**Given task**. Could you copy out all of the records below word for word, leaving out the pictures?

**Records for this exercise**.
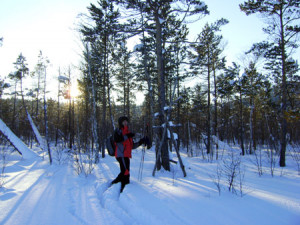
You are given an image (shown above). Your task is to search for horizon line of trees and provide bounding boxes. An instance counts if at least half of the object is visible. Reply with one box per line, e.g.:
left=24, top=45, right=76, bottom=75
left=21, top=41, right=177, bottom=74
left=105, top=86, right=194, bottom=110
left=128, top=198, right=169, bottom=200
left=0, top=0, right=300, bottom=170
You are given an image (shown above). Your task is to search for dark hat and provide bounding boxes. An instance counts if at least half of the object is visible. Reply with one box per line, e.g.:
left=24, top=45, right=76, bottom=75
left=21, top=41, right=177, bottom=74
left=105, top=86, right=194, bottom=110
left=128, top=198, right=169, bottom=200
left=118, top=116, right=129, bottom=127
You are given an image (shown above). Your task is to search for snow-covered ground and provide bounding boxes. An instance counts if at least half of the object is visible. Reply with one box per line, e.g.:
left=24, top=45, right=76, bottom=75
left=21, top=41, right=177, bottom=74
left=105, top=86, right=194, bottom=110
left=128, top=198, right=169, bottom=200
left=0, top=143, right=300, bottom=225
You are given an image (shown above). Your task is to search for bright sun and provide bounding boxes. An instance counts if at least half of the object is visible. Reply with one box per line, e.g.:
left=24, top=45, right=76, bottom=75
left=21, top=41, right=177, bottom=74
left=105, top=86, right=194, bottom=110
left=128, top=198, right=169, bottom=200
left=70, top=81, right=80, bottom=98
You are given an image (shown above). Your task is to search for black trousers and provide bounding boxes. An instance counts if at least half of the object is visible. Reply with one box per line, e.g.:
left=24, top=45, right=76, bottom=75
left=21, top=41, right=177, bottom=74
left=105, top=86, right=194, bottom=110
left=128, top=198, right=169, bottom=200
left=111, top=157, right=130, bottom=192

**Finished task**.
You are given an image (shown above). Your task is to search for horizon line of trees and provide bounding boxes. An instance counts if at least half of the object is visible. Reply with one box per line, e.g.:
left=24, top=45, right=76, bottom=75
left=21, top=41, right=177, bottom=74
left=105, top=86, right=194, bottom=110
left=128, top=198, right=169, bottom=200
left=0, top=0, right=300, bottom=170
You are given an image (shown above). Your task is to search for dark hat and provide bounding boxes. An instance counts if at least half of the object is visible. Reply with one box per line, e.g.:
left=24, top=45, right=76, bottom=75
left=21, top=41, right=177, bottom=74
left=105, top=86, right=194, bottom=110
left=128, top=198, right=169, bottom=200
left=118, top=116, right=129, bottom=127
You are given an image (shown above). Your task is to search for snow-covered ground and provide bounding boxes. An instance counts if at least half of the object is visible. Reply with one box per line, e.g.:
left=24, top=45, right=76, bottom=75
left=21, top=41, right=177, bottom=74
left=105, top=86, right=194, bottom=110
left=128, top=198, right=169, bottom=200
left=0, top=143, right=300, bottom=225
You are given an image (shown above). Your task is to search for bright sun and provide bounding boxes. An instance counts if at least half of the object is visible. Reply with one box per line, e.g.:
left=24, top=45, right=76, bottom=75
left=21, top=41, right=177, bottom=74
left=105, top=86, right=194, bottom=110
left=128, top=198, right=169, bottom=200
left=70, top=81, right=80, bottom=98
You are given an image (shown above). Your task is to search for black trousers and provide bounding boxes. An instance counts if at least half of the object is visible. Reply with one box per line, e.g.:
left=24, top=45, right=76, bottom=75
left=21, top=41, right=177, bottom=74
left=105, top=86, right=194, bottom=110
left=128, top=198, right=169, bottom=200
left=111, top=157, right=130, bottom=192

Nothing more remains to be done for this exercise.